● **Описание задания**
Дословно верните фрагмент репортажа о Новом годе в Грозном между словами «Въезжаем в город.» и «вся местная администрация.» включительно.

____ Текст

Новый год в Грозном
Репортаж специального корреспондента «Известий» Ирины ДЕМЕНТЬЕВОЙ
В Назрани нам дают автобус, неказистым, явно после ремонта, весь какой-то латаный, в ветровом стекле отверстие, похожее на пулевое. Извиняются: грозненские боевики отобрали у ингушей для своих нужд уже с десяток автобусов. На этот раз пассажиры — пять депутатов Госдумы и Совета Федерации, три их помощника, четверо журналистов и пятеро грозненцев. Двое — столичные деловые люди прилетели нашим же рейсом, ничего не знают о семьях, оставшихся в Грозном. Две женщины сели в Назрани. Они беженки из Грозного, возвращаются, чтобы попытаться вывезти одна соседку с парализованной матерью, вторая сестру. Надеются на наш автобус, который к вечеру вернется в Назрань, Пятый гостил в Назрани, едет домой.
Впереди над Грозным висит смог, солнце проглядывает сквозь плотное облако как белое слепое пятно. Мы уже знаем, что бомба попала в нефтехранилище, что рядом — емкости с аммиаком, что Грозному, а может, и всему Северному Кавказу угрожает экологическая катастрофа. В Назрани нас совершенно серьезно убеждали взять противогазы.
Российских военных по мере приближения к Грозному видим только издали — окопавшимися в поле. Закопаны по самую башню танки, вырыты окопы, из прорези в палатке торчит труба, идет дым. Решили здесь зимовать?
Въезжаем в город. Тихо. Останавливаемся на улице, похожей на сельскую, у какого-то дома. Это район частной застройки Новые Алды, здесь дом нашего попутчика от самой Москвы Раппы Ахъядова, он решил всех нас поселить у себя и у соседей — здесь еще не бомбили. В доме мало людей — семья Раппы выехала из города, остались мать, один из братьев и дядя. В доме траур — погибли два племянника, молодые красивые парни. Поздоровавшись с нами, мать идет на кухню рубить мясо и чистить картошку для гостей. Но мы отказываемся даже от чая — депутатам надо срочно связаться с Сергеем Адамовичем Ковалевым, и хозяева послушно идут организовывать нам транспорт, чтобы доставить в центр города к президентскому дворцу, где сосредоточена вся местная администрация.
По дороге дядя Раппы Ахъядова Абдул-Керим Арсаханов (оппозиционер, в свое время одиннадцать дней провел в подвалах чеченской госбезопасности) ругает развал Союза и распад хозяйства, когда никто ни за что не отвечает. Опытный финансист, проработавший много лет в плановом отделе Минздрава, он сегодня директор Грозненского дома престарелых. Под его опекой шестьдесят три старых больных человека. Что это за порядок, если на одном складе он уговорами без всяких накладных взял для них несколько мешков гречневой сечки и ради Нового года раздал каждому по последней, купленной им еще несколько месяцев назад банке тушенки. Но мог ли он думать, что доживет до такого установленного с помощью российских войск порядка, что не сумеет похоронить мертвых, и умершие в последний месяц трое стариков должны будут дожидаться окончания боев на Карпинском кургане, чтобы достойно лечь там, на православном кладбище? Такая вот рождественская история.

________
____ Записи данных

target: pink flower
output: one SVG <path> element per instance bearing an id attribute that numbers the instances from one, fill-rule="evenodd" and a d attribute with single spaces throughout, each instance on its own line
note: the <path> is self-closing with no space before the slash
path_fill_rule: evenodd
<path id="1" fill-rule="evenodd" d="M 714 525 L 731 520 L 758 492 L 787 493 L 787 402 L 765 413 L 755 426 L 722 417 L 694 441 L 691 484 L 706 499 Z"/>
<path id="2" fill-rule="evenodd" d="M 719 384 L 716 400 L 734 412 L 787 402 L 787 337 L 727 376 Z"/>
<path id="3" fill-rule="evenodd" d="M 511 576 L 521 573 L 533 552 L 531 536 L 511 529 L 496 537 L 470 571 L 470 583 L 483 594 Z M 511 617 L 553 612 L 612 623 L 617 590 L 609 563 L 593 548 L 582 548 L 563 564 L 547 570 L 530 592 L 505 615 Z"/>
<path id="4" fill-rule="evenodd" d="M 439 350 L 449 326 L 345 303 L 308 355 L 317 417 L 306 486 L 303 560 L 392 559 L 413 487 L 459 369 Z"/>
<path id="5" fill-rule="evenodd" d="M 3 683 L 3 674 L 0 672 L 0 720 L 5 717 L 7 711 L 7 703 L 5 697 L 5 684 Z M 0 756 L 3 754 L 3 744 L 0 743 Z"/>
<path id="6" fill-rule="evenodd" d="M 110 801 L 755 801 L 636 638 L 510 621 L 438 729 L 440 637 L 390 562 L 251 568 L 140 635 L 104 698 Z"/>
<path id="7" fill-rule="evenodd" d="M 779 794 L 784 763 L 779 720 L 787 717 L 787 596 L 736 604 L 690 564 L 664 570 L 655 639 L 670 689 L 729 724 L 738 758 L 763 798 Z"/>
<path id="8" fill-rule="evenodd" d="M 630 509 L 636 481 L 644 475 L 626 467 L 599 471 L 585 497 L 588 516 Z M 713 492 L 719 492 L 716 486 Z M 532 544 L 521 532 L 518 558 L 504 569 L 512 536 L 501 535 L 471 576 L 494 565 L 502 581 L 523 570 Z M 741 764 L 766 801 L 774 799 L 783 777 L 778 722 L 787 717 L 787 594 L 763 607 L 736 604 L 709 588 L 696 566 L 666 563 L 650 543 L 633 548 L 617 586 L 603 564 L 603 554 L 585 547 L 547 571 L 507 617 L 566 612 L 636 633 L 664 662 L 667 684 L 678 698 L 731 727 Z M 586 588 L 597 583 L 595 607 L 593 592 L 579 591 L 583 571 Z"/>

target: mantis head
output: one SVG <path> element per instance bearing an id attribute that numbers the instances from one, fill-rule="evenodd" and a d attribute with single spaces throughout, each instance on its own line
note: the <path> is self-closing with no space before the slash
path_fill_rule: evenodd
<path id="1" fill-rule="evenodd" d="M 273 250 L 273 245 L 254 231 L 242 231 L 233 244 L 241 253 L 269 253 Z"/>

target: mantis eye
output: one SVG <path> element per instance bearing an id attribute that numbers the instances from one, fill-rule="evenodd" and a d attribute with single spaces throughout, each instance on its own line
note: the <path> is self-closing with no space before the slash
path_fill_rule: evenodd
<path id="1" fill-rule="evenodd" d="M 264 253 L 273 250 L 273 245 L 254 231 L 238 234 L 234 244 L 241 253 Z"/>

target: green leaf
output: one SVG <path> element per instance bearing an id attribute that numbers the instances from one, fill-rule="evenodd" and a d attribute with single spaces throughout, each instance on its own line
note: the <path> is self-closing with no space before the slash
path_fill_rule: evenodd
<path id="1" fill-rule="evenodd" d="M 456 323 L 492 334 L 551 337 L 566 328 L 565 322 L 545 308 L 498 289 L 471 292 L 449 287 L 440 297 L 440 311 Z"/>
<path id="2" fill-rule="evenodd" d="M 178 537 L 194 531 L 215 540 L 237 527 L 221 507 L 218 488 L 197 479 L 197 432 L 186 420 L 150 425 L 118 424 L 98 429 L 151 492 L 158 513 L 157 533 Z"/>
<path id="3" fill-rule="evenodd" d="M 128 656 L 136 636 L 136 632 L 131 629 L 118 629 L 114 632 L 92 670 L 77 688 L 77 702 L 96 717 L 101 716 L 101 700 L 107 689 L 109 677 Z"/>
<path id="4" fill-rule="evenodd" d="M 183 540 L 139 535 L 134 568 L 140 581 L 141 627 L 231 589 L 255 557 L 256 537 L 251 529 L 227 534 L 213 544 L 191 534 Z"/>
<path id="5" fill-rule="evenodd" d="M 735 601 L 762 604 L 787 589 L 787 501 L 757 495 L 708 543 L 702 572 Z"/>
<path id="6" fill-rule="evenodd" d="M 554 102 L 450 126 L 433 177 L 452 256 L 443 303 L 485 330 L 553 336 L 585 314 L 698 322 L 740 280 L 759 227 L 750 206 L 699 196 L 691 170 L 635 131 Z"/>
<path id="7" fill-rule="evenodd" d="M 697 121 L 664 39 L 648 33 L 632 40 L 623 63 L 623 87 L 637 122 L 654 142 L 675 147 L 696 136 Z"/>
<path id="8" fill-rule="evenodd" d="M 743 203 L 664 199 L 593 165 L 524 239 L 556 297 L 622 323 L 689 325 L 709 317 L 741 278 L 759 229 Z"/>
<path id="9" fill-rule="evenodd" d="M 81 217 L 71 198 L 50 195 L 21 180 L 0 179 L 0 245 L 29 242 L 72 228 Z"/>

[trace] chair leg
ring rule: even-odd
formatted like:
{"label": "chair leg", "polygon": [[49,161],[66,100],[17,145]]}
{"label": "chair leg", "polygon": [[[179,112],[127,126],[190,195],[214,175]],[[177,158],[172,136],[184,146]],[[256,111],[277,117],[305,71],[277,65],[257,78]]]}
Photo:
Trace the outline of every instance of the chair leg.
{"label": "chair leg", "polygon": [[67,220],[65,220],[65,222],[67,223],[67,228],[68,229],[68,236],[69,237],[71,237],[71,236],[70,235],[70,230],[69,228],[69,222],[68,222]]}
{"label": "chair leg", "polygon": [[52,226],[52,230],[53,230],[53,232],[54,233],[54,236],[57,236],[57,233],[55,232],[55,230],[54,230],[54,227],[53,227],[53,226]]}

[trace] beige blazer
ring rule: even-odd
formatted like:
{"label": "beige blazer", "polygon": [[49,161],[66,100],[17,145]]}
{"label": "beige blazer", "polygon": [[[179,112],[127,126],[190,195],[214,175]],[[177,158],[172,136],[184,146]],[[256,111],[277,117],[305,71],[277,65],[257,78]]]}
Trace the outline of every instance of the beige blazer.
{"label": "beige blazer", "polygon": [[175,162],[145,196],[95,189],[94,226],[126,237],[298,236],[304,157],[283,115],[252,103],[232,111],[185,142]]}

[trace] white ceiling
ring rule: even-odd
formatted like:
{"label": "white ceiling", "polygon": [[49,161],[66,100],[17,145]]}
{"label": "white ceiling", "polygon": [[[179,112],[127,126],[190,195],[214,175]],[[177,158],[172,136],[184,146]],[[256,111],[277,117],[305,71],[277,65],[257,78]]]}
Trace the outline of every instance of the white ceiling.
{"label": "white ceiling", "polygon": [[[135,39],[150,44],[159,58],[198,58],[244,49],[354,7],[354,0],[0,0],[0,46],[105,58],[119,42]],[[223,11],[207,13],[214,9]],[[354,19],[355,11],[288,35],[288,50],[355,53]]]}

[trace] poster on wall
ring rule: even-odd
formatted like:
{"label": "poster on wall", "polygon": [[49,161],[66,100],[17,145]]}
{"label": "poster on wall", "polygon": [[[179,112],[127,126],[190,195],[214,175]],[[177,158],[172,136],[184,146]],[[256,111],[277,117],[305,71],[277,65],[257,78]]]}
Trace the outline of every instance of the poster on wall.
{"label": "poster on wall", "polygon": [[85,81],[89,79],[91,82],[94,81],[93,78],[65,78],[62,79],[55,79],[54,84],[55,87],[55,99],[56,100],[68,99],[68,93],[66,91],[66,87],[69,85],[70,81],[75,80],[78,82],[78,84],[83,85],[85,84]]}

________

● **Ответ к заданию**
Въезжаем в город. Тихо. Останавливаемся на улице, похожей на сельскую, у какого-то дома. Это район частной застройки Новые Алды, здесь дом нашего попутчика от самой Москвы Раппы Ахъядова, он решил всех нас поселить у себя и у соседей — здесь еще не бомбили. В доме мало людей — семья Раппы выехала из города, остались мать, один из братьев и дядя. В доме траур — погибли два племянника, молодые красивые парни. Поздоровавшись с нами, мать идет на кухню рубить мясо и чистить картошку для гостей. Но мы отказываемся даже от чая — депутатам надо срочно связаться с Сергеем Адамовичем Ковалевым, и хозяева послушно идут организовывать нам транспорт, чтобы доставить в центр города к президентскому дворцу, где сосредоточена вся местная администрация.